**Extracted data**:

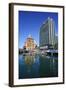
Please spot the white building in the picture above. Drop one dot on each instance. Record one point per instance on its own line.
(47, 33)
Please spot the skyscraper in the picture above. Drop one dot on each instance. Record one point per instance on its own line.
(47, 33)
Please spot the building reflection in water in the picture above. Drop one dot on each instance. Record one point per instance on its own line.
(36, 66)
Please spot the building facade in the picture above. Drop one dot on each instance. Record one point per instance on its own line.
(47, 33)
(30, 44)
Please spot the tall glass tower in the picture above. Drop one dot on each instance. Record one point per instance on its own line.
(47, 33)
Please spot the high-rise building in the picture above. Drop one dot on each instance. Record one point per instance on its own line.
(30, 44)
(47, 33)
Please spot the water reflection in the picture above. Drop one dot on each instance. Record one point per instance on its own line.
(36, 66)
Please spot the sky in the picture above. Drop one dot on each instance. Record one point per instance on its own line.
(30, 23)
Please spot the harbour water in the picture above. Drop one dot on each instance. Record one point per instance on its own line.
(37, 66)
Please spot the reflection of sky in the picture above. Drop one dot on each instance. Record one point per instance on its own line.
(30, 22)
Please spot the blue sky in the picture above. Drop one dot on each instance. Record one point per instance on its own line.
(30, 23)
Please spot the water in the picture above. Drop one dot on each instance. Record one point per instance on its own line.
(37, 66)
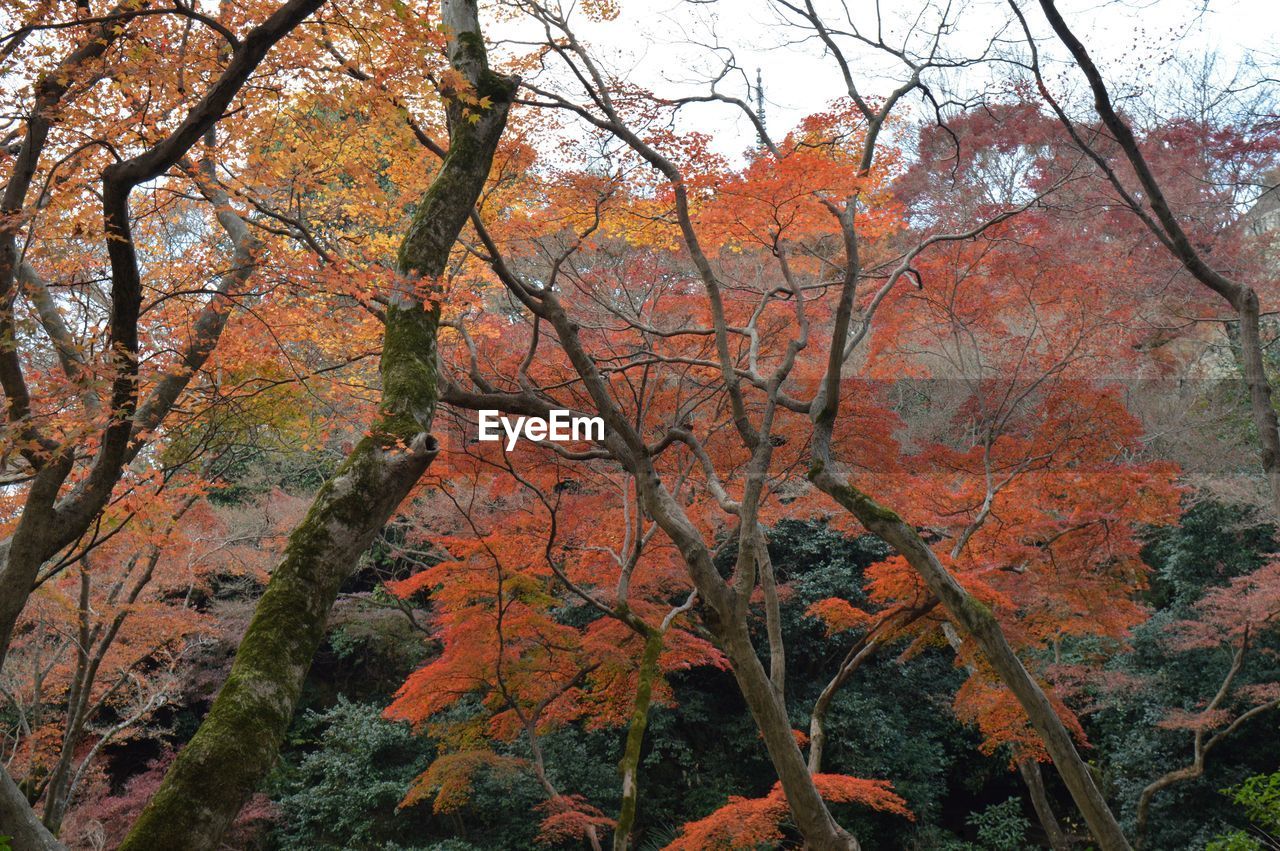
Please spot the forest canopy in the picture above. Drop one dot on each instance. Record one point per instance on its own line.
(453, 425)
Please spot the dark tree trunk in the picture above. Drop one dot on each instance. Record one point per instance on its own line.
(238, 741)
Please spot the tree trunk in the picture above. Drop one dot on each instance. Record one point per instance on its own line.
(630, 764)
(981, 625)
(18, 820)
(808, 809)
(1029, 769)
(238, 741)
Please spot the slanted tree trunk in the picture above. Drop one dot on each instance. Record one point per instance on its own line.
(629, 767)
(238, 741)
(978, 622)
(18, 820)
(1029, 769)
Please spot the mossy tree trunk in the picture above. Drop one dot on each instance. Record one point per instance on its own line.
(240, 739)
(976, 621)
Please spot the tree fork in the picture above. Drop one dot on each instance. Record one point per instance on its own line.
(240, 739)
(976, 620)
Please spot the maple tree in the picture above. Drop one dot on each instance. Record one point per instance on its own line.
(334, 232)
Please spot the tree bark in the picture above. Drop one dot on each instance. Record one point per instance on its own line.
(976, 620)
(18, 820)
(238, 741)
(1165, 227)
(1029, 769)
(630, 764)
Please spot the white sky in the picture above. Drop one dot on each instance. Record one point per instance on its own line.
(652, 44)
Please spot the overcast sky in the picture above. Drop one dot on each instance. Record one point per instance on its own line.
(659, 44)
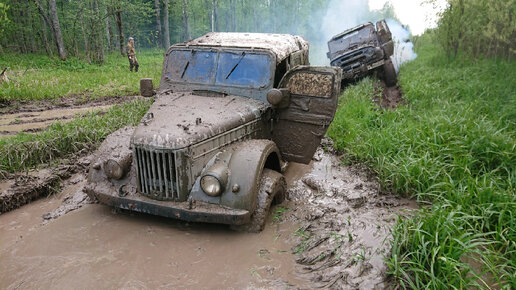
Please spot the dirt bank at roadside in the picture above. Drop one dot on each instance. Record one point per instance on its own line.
(36, 116)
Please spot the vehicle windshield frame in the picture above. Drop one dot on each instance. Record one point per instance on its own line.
(214, 79)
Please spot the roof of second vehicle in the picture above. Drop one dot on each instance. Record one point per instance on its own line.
(279, 44)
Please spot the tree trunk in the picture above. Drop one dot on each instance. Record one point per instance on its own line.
(214, 17)
(233, 15)
(158, 23)
(166, 28)
(185, 18)
(56, 28)
(118, 16)
(44, 36)
(97, 32)
(85, 38)
(109, 36)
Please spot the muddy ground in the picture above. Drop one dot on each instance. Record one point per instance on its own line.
(331, 233)
(36, 116)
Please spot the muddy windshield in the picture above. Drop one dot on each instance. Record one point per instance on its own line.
(221, 68)
(352, 39)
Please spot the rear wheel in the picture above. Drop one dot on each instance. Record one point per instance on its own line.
(389, 73)
(272, 189)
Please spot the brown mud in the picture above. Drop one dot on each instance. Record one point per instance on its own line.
(332, 233)
(36, 116)
(388, 97)
(11, 124)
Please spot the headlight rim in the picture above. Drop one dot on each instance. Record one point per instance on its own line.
(215, 177)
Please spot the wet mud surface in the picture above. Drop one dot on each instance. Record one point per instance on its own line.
(332, 233)
(36, 116)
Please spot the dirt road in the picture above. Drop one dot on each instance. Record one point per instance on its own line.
(30, 118)
(331, 233)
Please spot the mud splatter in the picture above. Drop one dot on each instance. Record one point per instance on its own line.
(332, 233)
(344, 225)
(74, 198)
(388, 97)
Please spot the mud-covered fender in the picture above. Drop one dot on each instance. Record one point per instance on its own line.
(116, 147)
(245, 162)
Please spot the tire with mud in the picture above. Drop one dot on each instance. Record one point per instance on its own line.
(272, 190)
(389, 74)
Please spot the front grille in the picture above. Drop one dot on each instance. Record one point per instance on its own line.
(156, 173)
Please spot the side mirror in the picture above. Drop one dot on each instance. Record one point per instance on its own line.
(279, 98)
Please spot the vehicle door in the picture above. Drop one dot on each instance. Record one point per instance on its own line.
(314, 93)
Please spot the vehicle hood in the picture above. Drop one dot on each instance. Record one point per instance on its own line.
(177, 120)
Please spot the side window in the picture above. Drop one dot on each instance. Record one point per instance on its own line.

**Work instructions**: Every line above should be returned exactly; the pictures stay out.

**Task result**:
Please spot the white building in the picture above. Drop one dot on each instance. Record one point per instance on its own line.
(47, 33)
Please spot the skyscraper in the picture above. Drop one dot on each instance. Record one point per instance on its own line.
(47, 33)
Please spot the building reflection in water in the picture above. Drop one dot on each instance. Record one point per instance on its own line.
(36, 66)
Please spot the building facade in the picture above. Drop one dot on each instance. Record one point per instance on its own line.
(47, 33)
(30, 44)
Please spot the tall glass tower in the picture above. Drop one dot on each instance. Record one point per instance on its own line.
(47, 33)
Please spot the high-rise building in the picture above. Drop one dot on each instance. Record one point per instance on its own line.
(30, 44)
(47, 33)
Please spot the water reflection in the picture above. Drop one dot on each instance. Record one point per instance on its own line.
(36, 66)
Please spot the sky in the picture above. Drop one dot on each instance. Record one point per instance on its own line.
(30, 23)
Please spot the harbour water in the picture above. Drop one dot on each instance. Record one point per instance on its own line.
(37, 66)
Please spot the reflection of sky in the picture above. Drop one dot on each instance. Record one point per instance on its own line.
(30, 22)
Please spot the blue sky in the picture above. Drop one dot on each instance. Record one point per instance on its own line.
(30, 23)
Please spot the water in the picture above. Drop one dot on each instance. Record one point per instance on its own line.
(37, 66)
Please spot the forest canopy in the picture above. Drop one dot on each instance. Record one point per instance on its own line.
(453, 425)
Please spot the dark tree trunk in the picture above. Drop one dot on each instance. Record one point per instance on its own line.
(238, 741)
Please spot the tree trunk in the picture above. Drop one dot on each instance. Record one point per instance on its own line.
(630, 764)
(981, 625)
(18, 820)
(808, 809)
(1029, 769)
(238, 741)
Please spot the slanted tree trunk in the picture above. Drop one dot on each instance. Record one point per instance on its own line.
(629, 767)
(238, 741)
(978, 622)
(18, 820)
(1029, 769)
Please spot the mossy tree trunk in the picture above. Drop one dot on each instance. Record one point per instance on its own line.
(240, 739)
(976, 621)
Please spot the tree fork in the picture above. Drop one dot on each instance. Record one point per instance on its own line.
(240, 739)
(976, 620)
Please spot the maple tree in the picture above. Drop one dot on each instance. Record one point per instance on its own line.
(334, 232)
Please spot the tree bark in the picture above. Drop one dot on each instance. Record one point per instance on its own line.
(976, 620)
(18, 820)
(238, 741)
(1165, 227)
(1029, 769)
(630, 764)
Please spot the white sky in the picture above. Drop one dot on each instance. Record one point per instance on its own line.
(652, 44)
Please spot the overcast sky in the picture above. Drop one dot on each instance. Record one point per instance on its own line.
(659, 44)
Please spot the dirt bank at roadside in the picture above. Drop one dot on each instance. Record one point per instance on its own line.
(36, 116)
Please spot the vehicle windshield frame in the picture above. Drop one dot on each instance. Record one point per instance on its own line.
(214, 79)
Please spot the roof of second vehicle in the picture above. Drop one dot on each instance. Record one point per instance on its own line.
(279, 44)
Please spot the tree trunk in the picture above. Drop one dot on each instance. Record one point per instance on its own line.
(214, 17)
(233, 15)
(158, 23)
(166, 28)
(185, 18)
(56, 28)
(118, 16)
(44, 36)
(97, 32)
(85, 38)
(109, 36)
Please spot the muddy ground in the picture above. Drop one dot on each instance. Record one point per instance on its own line.
(331, 233)
(36, 116)
Please spot the muddy windshield in the picture above. Drop one dot on each instance. Record one point per instance on its own line.
(221, 68)
(352, 39)
Please spot the rear wheel in the picture above. Drop one dot on each instance. Record one point per instance on its own line.
(389, 73)
(272, 189)
Please spot the brown mud in the picture above. Drop one dot on each instance. Record one point per instance on its own line.
(332, 233)
(36, 116)
(388, 97)
(11, 124)
Please spot the headlight rim in the picture above. Drop one dot on each instance. Record one point per instance on its own line.
(215, 177)
Please spot the wet mud surface in the picture above. Drop one dot on each instance. Record one point per instance on its own line.
(332, 233)
(36, 116)
Please spot the dirt road in the picture above. Drop one dot on each instance. Record one point per instance on its own line.
(30, 118)
(331, 233)
Please spot the mud splatter in the picture above. Drop one dot on each instance. Record one point per instance on its own line.
(332, 233)
(344, 225)
(74, 198)
(388, 97)
Please spot the mud-covered fender in the picture above. Drop one dot on each instance. Record one point per instance on its own line.
(116, 147)
(245, 162)
Please spot the tire with mud in the picture above. Drop one dot on each instance. Record one point per instance on its own line.
(272, 190)
(389, 74)
Please spot the front grille in the picture above. Drop one dot on each instance. Record one point per instance on its own line.
(156, 173)
Please spot the side mirror in the picture above. Drop one dot on each instance. Record one point per instance on its own line.
(279, 98)
Please spot the vehicle door in the picture above. Drop one dot on each instance. Record one point per instance on its own line.
(314, 93)
Please spot the vehicle hood in the picture above. Drop one dot on each instance. Record one point per instance on its own line.
(177, 120)
Please spot the side window in the picture above. Drop one dot on each instance. Record one point per instance on its own line.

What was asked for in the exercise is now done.